_Problem_
Repeat verbatim the lines of the data below, beginning with the line containing "Could you kindly point to the wooden" and continuing to the end.

[Stored entries]

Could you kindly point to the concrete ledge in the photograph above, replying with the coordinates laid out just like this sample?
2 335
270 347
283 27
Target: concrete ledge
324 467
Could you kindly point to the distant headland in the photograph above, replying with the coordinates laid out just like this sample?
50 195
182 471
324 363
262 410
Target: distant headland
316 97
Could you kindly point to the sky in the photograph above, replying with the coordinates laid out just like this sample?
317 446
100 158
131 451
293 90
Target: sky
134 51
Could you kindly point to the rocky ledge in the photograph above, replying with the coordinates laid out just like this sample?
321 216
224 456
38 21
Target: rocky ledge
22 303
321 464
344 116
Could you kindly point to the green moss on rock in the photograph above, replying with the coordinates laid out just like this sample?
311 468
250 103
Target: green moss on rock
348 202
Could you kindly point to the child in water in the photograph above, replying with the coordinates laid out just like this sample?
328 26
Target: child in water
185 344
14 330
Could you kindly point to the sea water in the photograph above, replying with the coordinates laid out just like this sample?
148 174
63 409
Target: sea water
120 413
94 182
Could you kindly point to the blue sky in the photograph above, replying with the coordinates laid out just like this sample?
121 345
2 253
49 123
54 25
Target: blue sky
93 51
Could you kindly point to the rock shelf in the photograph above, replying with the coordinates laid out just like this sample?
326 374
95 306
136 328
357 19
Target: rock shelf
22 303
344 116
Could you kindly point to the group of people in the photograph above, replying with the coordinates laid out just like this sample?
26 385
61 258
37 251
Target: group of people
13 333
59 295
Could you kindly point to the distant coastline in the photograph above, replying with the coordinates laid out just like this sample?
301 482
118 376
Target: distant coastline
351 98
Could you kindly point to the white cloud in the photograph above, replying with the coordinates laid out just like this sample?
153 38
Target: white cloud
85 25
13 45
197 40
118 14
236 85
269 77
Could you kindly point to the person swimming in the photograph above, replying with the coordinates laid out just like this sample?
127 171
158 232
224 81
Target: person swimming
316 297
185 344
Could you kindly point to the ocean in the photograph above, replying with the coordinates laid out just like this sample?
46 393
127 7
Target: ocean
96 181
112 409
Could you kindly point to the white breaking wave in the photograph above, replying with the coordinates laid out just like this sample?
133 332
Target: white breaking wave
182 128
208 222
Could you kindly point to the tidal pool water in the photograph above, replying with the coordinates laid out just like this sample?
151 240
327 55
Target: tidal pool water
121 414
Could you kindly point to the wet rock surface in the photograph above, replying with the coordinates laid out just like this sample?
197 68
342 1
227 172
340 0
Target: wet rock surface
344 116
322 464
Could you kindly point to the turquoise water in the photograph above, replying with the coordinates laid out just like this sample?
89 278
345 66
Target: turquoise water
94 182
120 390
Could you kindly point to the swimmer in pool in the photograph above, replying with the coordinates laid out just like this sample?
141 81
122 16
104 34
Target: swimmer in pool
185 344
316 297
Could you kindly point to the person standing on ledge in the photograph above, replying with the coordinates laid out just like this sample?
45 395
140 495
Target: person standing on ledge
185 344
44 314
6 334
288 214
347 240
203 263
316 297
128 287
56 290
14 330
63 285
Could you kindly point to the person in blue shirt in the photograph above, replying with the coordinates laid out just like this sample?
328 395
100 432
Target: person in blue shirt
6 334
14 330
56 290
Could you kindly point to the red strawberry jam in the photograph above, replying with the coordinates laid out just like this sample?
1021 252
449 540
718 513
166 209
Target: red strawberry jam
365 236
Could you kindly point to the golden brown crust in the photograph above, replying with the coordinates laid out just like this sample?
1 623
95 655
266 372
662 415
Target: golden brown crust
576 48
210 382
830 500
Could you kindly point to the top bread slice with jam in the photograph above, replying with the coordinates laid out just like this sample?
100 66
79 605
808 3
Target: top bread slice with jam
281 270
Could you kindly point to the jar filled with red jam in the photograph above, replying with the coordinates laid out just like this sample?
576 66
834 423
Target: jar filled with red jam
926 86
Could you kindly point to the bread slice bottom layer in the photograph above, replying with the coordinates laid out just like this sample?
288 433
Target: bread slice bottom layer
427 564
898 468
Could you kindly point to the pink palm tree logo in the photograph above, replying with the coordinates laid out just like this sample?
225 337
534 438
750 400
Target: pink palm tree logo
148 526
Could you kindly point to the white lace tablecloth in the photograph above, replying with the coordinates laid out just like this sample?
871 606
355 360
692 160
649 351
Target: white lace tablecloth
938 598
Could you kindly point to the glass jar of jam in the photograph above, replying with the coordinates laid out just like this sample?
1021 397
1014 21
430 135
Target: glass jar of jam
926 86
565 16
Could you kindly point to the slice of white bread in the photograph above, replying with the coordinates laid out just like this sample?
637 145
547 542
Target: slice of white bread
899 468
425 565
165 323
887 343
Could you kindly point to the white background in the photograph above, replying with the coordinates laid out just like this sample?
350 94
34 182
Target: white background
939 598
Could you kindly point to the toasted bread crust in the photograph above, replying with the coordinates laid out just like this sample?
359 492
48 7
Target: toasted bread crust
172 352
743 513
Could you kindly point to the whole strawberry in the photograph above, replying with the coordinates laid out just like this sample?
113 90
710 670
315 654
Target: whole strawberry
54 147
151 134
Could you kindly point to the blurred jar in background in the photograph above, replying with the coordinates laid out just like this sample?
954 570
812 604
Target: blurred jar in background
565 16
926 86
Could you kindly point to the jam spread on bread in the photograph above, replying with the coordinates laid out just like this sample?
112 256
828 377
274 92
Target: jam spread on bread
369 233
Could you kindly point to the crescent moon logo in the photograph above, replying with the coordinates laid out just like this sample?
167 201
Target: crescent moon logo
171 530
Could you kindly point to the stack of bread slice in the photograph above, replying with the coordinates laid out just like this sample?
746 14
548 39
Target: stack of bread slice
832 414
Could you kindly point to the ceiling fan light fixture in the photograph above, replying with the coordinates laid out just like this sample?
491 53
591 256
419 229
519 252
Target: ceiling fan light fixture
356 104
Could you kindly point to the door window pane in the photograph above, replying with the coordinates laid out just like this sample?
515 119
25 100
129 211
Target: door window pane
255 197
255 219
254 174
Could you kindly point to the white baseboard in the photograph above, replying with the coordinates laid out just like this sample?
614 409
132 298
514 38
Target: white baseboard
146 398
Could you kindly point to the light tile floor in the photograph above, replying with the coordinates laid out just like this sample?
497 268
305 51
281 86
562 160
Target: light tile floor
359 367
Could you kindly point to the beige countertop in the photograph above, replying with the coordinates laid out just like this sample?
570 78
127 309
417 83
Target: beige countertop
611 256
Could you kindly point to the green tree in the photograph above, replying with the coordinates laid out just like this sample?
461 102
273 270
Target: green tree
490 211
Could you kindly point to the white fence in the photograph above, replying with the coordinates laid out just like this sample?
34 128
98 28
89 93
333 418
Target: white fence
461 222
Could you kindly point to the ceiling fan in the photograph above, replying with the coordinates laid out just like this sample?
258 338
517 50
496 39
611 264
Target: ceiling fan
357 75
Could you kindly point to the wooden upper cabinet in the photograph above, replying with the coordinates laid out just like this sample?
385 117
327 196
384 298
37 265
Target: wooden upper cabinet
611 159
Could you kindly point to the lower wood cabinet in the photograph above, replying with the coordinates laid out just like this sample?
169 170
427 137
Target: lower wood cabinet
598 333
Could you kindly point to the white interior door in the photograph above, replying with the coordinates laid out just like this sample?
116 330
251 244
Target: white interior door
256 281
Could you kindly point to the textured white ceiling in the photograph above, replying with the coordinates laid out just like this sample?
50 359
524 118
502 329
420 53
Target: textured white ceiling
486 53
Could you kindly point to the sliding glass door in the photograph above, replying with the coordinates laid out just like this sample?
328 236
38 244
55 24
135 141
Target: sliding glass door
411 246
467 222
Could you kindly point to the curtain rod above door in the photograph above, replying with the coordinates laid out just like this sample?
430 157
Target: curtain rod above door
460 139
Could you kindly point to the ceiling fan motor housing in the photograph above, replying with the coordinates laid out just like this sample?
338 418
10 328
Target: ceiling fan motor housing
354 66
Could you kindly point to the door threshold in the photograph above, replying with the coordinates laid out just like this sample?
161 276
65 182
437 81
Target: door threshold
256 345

_Result of the exercise_
Could you kindly point to the wooden upper cabinet in the photograph above, replying with the coordinates laid out just like this sample?
385 117
327 196
384 298
37 265
Target: wooden upper cabinet
611 159
Could you kindly point to the lower wood cabinet in the photograph above, replying with the coordinates laid out just like this sample?
169 170
427 137
Target: lower wood cabinet
598 333
Could you kindly point to the white interior door in the photograph above, replying with the coordinates laid out just like this sample?
116 330
251 244
Target: white interior door
256 281
Could you kindly point to the textured white ceiling in the photograph above, replying with the coordinates laid out just like this sample?
50 359
524 118
502 329
420 53
Target: textured white ceiling
486 53
Could you kindly point to the sliding glass door in the photograph above, replying with the coordinates laid out just like this sample?
328 236
38 244
55 24
135 141
Target: sliding glass door
411 246
467 222
Could you kindly point to the curtain rod above door in the photograph above, replying with the coordinates laid out just like this sample?
430 157
Target: curtain rod above door
460 139
Could you kindly point to the ceiling fan motor housing in the photograph above, replying with the coordinates laid out just like this sample?
338 418
10 328
Target: ceiling fan motor housing
354 66
Could you kindly point to the door threshold in the photograph above, replying with the coordinates laid out just like this sample?
161 276
65 182
437 81
Target: door threshold
256 345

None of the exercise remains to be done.